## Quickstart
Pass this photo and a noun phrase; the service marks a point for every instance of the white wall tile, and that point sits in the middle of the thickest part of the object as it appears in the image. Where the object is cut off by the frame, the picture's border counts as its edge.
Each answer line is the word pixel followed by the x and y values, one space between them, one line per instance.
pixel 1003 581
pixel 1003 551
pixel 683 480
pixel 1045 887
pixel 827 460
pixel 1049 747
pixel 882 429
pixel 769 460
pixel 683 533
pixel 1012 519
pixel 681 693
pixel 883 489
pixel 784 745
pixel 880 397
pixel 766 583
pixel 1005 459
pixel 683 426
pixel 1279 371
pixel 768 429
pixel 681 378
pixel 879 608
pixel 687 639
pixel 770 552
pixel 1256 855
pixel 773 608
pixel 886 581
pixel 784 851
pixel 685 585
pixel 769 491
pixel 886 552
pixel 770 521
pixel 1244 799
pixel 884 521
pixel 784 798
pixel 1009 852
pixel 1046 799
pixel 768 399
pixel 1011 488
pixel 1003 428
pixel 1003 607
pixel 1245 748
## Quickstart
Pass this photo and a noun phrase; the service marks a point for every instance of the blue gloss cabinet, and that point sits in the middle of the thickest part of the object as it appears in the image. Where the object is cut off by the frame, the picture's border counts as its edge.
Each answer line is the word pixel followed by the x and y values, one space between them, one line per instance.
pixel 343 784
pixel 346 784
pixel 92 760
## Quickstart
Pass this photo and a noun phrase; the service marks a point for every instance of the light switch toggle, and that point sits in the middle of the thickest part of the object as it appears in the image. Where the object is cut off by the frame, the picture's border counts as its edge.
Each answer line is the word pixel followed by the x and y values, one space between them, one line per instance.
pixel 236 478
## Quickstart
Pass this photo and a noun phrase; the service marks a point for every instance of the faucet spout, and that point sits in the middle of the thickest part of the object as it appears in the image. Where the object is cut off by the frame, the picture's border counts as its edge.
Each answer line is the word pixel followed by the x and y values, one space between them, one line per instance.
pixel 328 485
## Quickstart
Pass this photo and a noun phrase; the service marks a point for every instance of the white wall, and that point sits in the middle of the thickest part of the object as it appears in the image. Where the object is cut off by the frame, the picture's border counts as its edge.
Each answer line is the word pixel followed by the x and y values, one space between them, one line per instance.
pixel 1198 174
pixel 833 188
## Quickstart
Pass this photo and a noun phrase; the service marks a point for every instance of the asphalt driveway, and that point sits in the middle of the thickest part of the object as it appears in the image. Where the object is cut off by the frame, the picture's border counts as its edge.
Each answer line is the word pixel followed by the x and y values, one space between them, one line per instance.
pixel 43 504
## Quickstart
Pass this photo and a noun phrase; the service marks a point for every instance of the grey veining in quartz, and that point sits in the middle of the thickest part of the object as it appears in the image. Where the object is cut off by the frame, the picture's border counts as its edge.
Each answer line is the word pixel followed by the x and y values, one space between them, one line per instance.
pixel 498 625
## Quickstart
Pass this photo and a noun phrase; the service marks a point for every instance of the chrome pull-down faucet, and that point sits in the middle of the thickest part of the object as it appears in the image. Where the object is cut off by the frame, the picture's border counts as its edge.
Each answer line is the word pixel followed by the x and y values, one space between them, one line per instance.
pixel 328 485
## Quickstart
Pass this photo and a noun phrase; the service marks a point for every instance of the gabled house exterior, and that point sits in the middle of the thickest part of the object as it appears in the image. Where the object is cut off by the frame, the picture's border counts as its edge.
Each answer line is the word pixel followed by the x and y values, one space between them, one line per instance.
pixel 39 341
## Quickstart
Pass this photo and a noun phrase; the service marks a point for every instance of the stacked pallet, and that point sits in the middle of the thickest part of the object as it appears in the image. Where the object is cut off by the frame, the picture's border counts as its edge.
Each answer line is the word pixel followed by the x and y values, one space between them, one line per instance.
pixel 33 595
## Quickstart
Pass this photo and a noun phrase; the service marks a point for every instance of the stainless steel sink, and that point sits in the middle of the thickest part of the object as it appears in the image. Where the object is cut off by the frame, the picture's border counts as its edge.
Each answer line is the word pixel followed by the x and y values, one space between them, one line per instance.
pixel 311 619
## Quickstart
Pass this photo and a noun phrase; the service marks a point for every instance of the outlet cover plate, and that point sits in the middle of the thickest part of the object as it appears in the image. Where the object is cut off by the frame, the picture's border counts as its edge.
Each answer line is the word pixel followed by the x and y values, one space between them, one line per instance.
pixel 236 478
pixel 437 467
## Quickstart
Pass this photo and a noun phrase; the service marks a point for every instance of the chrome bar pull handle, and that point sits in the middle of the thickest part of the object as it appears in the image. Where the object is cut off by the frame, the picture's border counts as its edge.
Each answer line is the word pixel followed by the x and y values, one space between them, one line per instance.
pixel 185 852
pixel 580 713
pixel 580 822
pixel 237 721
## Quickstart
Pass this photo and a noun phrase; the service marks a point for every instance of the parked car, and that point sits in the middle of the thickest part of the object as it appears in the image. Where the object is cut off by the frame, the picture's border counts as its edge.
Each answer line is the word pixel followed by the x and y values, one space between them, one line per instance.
——
● WORK INSTRUCTION:
From the first line to the last, set down every record exactly as written above.

● SOLUTION FOR THIS TASK:
## Quickstart
Pass this photo and a noun phrase; the service marks a point for every instance of the white wall tile, and that point sits in the middle of the thickest part of the object as it appears in the image. Where the object is cut off by the frame, the picture's border counts as its edge.
Each answer line is the word pixel followed by the x and y values, one space between them, one line per instance.
pixel 1003 581
pixel 1003 551
pixel 683 480
pixel 1045 887
pixel 827 460
pixel 1049 747
pixel 882 429
pixel 769 460
pixel 683 533
pixel 1012 519
pixel 681 693
pixel 883 489
pixel 784 745
pixel 880 397
pixel 766 583
pixel 1005 459
pixel 683 426
pixel 1279 371
pixel 768 429
pixel 681 378
pixel 879 608
pixel 687 639
pixel 770 552
pixel 1256 855
pixel 773 608
pixel 886 581
pixel 784 851
pixel 685 585
pixel 769 491
pixel 886 552
pixel 770 521
pixel 1244 799
pixel 884 521
pixel 784 798
pixel 1009 852
pixel 1046 799
pixel 768 399
pixel 1011 488
pixel 1003 428
pixel 1003 607
pixel 1245 748
## Quickstart
Pass this photo and a noun phrase; the service marks a point for every instance of the blue gloss cabinet, and that point sits in the middle of the thickest part of the object as it appears in the image. Where the object is cut off by the frame, the picture's border counts as its edge.
Each answer line is the word pixel followed by the x and y values, one space between them, one line per instance.
pixel 343 784
pixel 346 784
pixel 92 760
## Quickstart
Pass this photo and a noun phrase; the service marks a point for every instance of the light switch toggle, and that point sits in the middle of the thickest part of the object as it appears in the image. Where the object is cut off by the frame, the picture's border counts as its edge.
Each answer line is the word pixel followed by the x and y values, one space between them, one line per instance.
pixel 236 478
## Quickstart
Pass this photo and a noun phrase; the service marks a point for every instance of the faucet spout, and that point sits in the middle of the thickest part of the object as it appears in the image. Where the object is cut off by the frame, the picture's border counts as its edge.
Each answer line is the word pixel followed by the x and y values, one space between them, one line per instance.
pixel 328 485
## Quickstart
Pass this photo and a noun phrase; the service marks a point for every instance of the white wall, and that point sits in the middle of the thickest part of the object as it appears in the image. Where the object is cut off by the frame, the picture's border counts as its edge.
Each answer line is the word pixel followed by the x and y values, one space between them, one line per instance.
pixel 1198 174
pixel 833 188
## Quickstart
Pass this photo and a noun phrase; the service marks a point for every instance of the asphalt driveway, and that point sits in the middle of the thickest part of the object as it appears in the image. Where the object is cut off by the frame, the picture's border counts as its edge.
Each answer line is the word pixel followed by the x and y values, one space between them, one line per instance.
pixel 43 504
## Quickstart
Pass this photo and a noun phrase; the service marks a point for every instance of the grey veining in quartz, and that point sits in the middle of the thickest part of the object as it appears in the image. Where the object is cut off by the frame, the picture's border counts as its edge.
Each answer line is the word pixel followed by the x and y values, one space between them, one line per instance.
pixel 498 625
## Quickstart
Pass this photo and a noun phrase; the service marks a point for every instance of the chrome pull-down faucet, and that point sits in the middle of the thickest part of the object as it appears in the image. Where the object is cut off by the frame, the picture's border counts as its edge.
Each answer line is the word pixel followed by the x and y values, one space between them, one line per instance.
pixel 328 485
## Quickstart
Pass this photo and a noun phrase; the service marks a point for every instance of the gabled house exterior, and that point sits in the middle of the thickest part of the object as it appears in the image. Where the object is cut off by the frame, the picture's border counts as its edge.
Each answer line is the word pixel followed by the x and y values, one space between them, one line per instance.
pixel 39 341
## Quickstart
Pass this photo and a noun phrase; the service marks a point for every instance of the stacked pallet, and that point sits in the middle of the thickest part of the object as it appears in the image. Where the object is cut off by the frame, the picture's border counts as its edge.
Each answer line is the word pixel followed by the x and y values, one space between them, one line per instance.
pixel 33 595
## Quickstart
Pass this photo and a noun phrase; the service marks a point for every instance of the stainless steel sink, and that point sits in the middle of the thickest part of the object as it appears in the image. Where the object is cut off by the frame, the picture's border counts as its edge.
Each answer line is the word pixel followed by the x and y values, one space between them, one line per instance.
pixel 311 619
## Quickstart
Pass this photo and a noun phrase; the service marks a point for every instance of the outlet cover plate, and that point sits in the middle of the thickest part of the object as it appears in the image. Where the object is cut off by the frame, the picture's border counts as its edge.
Each answer line is the word pixel followed by the x and y values, one space between them, one line per instance.
pixel 236 478
pixel 437 467
## Quickstart
Pass this photo and a noun phrase; the service marks a point for every instance of the chrome bar pull handle, and that point sits in the middle of the thickest part of the object as it appears in the image. Where the object is cut off by the frame, the picture's border counts as its edge.
Each answer line is the word pixel followed by the x and y values, one space between them, one line per instance.
pixel 185 852
pixel 580 713
pixel 580 822
pixel 237 721
## Quickstart
Pass this photo and a noun phrase; the service marks a point for every instance of the parked car, and that point sits in the middle of the thickest part of the object as it appears in the image. Where the object is cut off by the frame, the picture's border counts as its edge.
Each answer line is the word pixel followed by the x and y values, one space between them, one line per instance.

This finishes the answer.